- What is being asked: Reproduce verbatim the part of the listing that opens with the line containing "Point out the woman's smile" and runs through the end of the listing, both ends included.

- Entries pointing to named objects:
+ + + + + + +

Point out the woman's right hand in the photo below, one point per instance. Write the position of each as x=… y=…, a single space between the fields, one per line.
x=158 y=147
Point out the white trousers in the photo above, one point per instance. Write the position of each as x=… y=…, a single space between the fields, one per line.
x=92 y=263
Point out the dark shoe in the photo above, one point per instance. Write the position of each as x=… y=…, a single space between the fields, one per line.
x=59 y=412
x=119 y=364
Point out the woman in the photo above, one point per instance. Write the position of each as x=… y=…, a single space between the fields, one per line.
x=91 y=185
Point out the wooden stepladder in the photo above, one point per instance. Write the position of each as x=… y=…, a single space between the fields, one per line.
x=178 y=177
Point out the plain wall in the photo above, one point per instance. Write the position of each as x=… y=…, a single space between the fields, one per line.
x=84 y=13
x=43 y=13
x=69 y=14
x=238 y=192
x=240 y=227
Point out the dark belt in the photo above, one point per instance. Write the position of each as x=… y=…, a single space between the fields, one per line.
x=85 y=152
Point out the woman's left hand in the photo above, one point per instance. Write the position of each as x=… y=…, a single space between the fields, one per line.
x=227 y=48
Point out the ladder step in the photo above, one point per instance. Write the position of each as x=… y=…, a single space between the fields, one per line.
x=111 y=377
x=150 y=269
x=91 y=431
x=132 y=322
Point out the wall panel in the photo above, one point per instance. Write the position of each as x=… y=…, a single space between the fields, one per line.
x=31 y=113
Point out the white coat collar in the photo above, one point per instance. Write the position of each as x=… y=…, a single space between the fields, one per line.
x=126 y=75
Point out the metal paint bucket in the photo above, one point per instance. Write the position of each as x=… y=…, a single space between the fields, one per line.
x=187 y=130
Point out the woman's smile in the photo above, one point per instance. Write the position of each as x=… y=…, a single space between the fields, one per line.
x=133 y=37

+ + + + + + +

- Reply:
Point out the woman's smile in the photo above, one point per instance. Write the position of each as x=… y=…, a single space between the fields, one per line.
x=133 y=37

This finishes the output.